Return every line in the material below that contains the string "item", reproducing each such line in full.

Start of Dataset excerpts

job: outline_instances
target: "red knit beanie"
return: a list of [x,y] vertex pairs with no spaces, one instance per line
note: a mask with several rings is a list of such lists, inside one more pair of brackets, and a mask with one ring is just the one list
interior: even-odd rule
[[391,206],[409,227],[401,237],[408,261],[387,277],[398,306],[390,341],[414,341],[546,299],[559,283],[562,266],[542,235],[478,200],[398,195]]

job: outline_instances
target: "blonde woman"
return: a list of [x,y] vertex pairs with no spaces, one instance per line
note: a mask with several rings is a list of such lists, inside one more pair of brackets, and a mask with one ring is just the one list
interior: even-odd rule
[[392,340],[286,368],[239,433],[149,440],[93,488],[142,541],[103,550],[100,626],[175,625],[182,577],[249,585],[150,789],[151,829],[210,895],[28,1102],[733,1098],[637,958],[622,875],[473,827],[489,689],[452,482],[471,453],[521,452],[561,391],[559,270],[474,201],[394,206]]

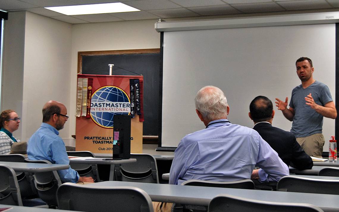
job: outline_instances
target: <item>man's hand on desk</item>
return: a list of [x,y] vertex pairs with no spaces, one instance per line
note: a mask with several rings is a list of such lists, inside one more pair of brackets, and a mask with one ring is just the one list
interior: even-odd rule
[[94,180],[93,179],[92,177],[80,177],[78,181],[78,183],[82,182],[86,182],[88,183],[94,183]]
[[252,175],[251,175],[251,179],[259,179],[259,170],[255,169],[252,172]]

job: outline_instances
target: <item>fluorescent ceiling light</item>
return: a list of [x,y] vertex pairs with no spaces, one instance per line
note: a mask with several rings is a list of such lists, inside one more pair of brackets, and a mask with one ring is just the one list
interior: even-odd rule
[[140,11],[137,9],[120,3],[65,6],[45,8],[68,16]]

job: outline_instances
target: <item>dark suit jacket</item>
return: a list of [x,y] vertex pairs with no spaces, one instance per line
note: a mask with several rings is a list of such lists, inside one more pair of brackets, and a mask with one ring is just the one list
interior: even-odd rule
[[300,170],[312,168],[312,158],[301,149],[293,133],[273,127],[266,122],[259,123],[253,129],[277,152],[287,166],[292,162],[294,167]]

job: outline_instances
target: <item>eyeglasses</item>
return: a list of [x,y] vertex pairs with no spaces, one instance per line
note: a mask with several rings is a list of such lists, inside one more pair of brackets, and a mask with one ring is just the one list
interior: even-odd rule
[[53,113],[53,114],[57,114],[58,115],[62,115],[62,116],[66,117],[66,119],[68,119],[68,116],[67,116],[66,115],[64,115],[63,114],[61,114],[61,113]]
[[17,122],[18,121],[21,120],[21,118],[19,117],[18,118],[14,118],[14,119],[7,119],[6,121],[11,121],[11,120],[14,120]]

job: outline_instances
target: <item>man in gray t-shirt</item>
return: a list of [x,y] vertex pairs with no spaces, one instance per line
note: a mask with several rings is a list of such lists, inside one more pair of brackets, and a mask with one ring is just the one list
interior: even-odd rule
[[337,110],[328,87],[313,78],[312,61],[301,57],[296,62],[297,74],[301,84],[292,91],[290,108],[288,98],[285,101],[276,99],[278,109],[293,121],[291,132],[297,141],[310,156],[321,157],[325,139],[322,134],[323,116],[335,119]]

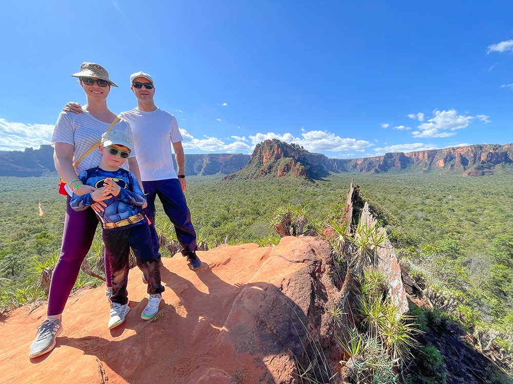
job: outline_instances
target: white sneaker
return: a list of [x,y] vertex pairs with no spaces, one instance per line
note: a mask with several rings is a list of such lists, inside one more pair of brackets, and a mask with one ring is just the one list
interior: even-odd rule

End of Dataset excerpts
Start of Dataset excerpts

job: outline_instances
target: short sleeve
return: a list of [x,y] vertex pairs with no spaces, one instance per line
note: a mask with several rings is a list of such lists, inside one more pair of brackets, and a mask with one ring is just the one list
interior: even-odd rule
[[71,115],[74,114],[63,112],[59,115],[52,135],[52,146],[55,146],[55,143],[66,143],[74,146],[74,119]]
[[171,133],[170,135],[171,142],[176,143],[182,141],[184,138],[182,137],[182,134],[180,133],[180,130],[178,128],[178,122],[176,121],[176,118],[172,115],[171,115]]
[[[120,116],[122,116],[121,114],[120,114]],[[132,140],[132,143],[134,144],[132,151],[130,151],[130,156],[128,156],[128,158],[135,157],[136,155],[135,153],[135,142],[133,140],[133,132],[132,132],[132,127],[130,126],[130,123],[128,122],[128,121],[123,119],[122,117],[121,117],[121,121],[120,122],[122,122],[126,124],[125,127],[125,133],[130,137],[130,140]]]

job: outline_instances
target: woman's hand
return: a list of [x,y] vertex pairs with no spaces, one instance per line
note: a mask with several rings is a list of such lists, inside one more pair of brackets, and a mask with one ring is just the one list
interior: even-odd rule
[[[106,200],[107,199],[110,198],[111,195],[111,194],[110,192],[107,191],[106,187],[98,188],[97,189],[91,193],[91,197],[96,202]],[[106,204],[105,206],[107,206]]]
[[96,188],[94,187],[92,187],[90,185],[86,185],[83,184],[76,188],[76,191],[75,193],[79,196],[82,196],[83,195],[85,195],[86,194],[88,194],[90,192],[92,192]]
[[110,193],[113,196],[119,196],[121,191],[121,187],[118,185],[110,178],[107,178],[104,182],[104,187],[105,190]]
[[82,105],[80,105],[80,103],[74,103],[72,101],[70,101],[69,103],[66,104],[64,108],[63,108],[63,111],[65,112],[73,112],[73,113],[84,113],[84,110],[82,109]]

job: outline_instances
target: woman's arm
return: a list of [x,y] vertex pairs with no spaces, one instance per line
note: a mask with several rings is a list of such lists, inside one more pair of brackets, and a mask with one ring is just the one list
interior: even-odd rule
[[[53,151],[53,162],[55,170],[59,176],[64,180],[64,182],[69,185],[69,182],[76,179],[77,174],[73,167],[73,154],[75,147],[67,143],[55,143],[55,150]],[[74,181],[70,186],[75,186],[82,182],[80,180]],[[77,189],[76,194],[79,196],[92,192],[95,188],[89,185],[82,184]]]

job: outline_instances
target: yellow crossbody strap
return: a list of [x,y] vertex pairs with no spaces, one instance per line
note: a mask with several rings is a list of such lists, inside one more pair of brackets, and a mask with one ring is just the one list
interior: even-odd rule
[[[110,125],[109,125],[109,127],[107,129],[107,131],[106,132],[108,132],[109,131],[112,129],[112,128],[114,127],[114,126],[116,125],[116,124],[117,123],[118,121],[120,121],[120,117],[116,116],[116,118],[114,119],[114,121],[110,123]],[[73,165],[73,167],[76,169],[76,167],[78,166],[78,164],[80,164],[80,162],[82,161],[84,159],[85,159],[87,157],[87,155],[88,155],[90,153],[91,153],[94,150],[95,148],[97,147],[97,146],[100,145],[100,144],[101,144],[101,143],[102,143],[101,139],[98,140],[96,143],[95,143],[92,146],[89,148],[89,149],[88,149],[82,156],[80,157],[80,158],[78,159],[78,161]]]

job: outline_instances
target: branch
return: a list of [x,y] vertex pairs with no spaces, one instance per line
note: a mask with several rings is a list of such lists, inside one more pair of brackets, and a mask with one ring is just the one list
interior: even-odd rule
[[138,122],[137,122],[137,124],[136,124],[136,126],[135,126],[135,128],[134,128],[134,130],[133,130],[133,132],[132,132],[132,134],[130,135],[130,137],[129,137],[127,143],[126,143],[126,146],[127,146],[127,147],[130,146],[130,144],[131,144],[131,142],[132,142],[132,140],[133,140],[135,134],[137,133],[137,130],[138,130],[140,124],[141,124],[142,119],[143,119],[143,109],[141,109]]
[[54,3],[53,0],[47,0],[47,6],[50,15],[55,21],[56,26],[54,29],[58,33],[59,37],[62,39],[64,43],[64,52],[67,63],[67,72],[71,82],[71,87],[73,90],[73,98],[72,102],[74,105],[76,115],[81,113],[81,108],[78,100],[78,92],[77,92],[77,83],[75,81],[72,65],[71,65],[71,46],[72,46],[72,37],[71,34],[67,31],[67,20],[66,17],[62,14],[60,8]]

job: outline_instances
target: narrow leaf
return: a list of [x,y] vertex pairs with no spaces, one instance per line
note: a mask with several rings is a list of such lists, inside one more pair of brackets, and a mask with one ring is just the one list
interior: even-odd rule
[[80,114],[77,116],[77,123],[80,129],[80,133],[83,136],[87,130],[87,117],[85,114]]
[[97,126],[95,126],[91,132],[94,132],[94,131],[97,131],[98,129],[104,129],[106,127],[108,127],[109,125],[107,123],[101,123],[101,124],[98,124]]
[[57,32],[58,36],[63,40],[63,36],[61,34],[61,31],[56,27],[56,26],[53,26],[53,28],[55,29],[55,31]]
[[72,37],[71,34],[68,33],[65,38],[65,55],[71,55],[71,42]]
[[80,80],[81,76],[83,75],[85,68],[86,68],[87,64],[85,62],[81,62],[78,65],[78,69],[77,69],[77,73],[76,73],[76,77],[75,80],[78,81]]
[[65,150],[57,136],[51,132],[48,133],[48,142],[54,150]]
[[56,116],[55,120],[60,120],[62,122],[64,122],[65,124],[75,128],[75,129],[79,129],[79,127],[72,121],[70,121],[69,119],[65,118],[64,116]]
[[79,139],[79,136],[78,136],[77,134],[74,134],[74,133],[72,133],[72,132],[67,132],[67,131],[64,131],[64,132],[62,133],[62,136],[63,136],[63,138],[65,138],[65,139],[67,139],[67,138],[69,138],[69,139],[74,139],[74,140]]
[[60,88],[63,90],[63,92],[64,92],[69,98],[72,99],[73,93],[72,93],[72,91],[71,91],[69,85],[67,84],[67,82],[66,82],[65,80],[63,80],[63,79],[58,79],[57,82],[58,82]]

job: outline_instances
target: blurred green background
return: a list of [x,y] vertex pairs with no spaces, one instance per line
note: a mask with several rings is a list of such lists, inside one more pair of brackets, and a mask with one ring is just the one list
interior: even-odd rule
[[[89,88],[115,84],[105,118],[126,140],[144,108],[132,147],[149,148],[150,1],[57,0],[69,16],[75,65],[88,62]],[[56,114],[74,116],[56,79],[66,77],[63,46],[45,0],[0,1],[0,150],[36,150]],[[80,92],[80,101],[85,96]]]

End of Dataset excerpts

Expected answer:
target: <item>man's hand on desk</item>
target: <item>fluorescent ceiling light</item>
target: <item>dark suit jacket</item>
target: <item>eyeglasses</item>
target: <item>man in gray t-shirt</item>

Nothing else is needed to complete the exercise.